## [TASK OBJECTIVE]
Return the data from the line containing "Task: each <instance>" through the line containing "61L344 73L322 108L329", reproducing each line without change.

## [ENTRIES SHOWN]

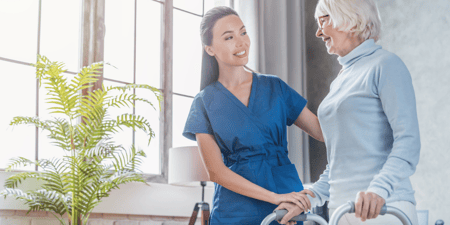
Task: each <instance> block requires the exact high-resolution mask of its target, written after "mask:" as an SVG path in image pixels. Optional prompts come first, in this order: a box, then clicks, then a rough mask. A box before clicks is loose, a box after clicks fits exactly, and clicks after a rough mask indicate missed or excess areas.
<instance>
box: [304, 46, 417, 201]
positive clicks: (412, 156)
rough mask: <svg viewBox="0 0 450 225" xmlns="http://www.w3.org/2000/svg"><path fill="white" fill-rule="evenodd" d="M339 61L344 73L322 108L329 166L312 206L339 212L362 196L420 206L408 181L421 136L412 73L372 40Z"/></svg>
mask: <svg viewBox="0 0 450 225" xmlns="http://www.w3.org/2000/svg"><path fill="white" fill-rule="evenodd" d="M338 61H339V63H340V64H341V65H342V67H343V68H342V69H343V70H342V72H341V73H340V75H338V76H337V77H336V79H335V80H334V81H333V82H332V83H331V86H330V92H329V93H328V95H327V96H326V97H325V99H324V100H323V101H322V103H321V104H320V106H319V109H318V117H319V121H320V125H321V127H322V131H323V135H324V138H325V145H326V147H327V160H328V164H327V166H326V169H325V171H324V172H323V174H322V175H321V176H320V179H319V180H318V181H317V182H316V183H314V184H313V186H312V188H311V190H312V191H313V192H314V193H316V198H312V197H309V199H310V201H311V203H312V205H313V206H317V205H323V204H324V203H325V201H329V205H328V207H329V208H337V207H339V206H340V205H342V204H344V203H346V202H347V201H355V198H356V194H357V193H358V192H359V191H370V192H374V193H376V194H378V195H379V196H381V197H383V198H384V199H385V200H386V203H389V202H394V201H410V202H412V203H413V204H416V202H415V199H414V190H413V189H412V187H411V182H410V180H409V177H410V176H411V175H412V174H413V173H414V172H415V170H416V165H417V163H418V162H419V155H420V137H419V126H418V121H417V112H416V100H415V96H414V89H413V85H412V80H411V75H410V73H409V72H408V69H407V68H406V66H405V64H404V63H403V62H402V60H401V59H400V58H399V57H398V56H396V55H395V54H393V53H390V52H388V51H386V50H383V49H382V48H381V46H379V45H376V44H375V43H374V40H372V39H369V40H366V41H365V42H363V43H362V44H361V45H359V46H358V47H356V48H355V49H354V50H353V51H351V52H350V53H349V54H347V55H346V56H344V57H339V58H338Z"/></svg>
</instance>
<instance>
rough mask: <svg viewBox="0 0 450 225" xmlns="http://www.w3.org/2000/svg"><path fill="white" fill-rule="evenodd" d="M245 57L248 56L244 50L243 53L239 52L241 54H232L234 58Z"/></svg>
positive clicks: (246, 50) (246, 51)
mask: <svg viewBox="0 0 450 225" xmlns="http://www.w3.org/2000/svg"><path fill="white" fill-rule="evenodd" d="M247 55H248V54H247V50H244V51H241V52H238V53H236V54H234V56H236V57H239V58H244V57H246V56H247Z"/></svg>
...
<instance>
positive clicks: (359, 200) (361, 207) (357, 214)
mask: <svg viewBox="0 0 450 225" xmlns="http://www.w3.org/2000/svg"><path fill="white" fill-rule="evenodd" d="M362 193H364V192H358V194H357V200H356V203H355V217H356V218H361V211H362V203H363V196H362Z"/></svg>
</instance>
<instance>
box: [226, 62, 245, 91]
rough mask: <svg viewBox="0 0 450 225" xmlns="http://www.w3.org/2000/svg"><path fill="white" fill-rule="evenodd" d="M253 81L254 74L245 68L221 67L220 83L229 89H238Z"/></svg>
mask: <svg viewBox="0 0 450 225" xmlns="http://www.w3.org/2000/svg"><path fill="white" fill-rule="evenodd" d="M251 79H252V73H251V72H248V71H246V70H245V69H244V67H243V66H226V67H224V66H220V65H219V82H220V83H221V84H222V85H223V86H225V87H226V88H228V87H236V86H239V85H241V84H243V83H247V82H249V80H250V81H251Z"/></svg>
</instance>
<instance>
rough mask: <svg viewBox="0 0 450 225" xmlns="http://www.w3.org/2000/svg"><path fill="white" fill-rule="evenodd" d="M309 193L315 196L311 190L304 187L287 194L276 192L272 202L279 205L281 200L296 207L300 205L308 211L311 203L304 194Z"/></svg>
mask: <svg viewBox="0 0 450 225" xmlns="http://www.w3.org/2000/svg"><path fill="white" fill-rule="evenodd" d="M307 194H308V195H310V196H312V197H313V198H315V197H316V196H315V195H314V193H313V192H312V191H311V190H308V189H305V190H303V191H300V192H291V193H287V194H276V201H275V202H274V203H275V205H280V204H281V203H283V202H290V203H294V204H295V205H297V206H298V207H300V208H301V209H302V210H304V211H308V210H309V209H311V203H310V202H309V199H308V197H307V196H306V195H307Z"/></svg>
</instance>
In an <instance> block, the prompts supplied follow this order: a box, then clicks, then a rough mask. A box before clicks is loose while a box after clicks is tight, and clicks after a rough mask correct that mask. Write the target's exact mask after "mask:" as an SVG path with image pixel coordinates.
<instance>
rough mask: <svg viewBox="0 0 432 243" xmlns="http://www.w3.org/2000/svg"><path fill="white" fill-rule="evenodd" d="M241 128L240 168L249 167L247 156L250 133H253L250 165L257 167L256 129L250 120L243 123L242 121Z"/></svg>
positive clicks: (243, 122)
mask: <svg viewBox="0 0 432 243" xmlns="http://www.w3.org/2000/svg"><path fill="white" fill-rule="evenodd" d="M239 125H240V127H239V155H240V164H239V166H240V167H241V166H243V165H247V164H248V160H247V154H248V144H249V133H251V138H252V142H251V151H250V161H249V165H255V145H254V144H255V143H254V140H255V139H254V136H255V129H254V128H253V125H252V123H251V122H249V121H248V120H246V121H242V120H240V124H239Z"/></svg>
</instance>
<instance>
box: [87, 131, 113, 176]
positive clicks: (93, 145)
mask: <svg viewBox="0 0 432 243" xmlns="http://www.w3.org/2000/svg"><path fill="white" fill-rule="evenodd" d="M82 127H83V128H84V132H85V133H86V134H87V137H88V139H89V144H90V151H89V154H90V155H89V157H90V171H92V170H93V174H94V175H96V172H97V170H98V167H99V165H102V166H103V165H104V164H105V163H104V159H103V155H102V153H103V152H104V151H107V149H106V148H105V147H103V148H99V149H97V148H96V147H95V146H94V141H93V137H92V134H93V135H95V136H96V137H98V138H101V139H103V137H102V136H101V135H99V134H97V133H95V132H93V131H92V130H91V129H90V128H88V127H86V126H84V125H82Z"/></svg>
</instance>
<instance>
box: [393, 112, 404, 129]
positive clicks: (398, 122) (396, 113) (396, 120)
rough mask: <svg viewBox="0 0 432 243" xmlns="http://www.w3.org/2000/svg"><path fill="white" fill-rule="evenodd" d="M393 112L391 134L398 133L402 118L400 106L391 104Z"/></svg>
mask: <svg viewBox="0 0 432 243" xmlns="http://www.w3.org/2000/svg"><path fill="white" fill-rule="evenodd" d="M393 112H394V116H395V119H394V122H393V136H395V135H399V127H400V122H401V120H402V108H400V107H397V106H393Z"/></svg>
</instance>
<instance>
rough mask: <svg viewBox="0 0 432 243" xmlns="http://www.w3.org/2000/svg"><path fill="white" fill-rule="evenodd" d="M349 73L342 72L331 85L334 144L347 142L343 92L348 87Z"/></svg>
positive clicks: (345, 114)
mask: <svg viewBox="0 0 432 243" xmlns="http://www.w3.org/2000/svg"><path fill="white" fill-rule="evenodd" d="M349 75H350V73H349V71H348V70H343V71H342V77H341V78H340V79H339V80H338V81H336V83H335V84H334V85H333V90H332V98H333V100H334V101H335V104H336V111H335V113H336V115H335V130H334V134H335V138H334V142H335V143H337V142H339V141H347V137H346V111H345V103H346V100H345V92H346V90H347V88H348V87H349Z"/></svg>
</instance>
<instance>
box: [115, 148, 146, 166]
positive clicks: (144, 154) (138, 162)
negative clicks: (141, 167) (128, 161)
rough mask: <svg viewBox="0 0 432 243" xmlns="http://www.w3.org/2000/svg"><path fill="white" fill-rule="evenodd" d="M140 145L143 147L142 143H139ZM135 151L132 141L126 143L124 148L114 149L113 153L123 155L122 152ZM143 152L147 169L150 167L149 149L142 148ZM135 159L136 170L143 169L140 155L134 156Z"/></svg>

## [EXERCISE RESPONSE]
Task: each <instance> block requires the exact high-resolution mask of its target, written after "mask:" as an SVG path in image pixels. Optional prompts come first, in this order: a box, then clicks, then a rough mask. A box before clicks is loose, a box after clicks fits exactly, and clicks after a rough mask indicate missed or excess areas.
<instance>
box: [304, 46, 417, 201]
positive clicks: (412, 156)
rough mask: <svg viewBox="0 0 450 225" xmlns="http://www.w3.org/2000/svg"><path fill="white" fill-rule="evenodd" d="M339 61L344 73L322 108L329 166L312 206L339 212L362 196L420 206L408 181L421 136L412 73L372 40Z"/></svg>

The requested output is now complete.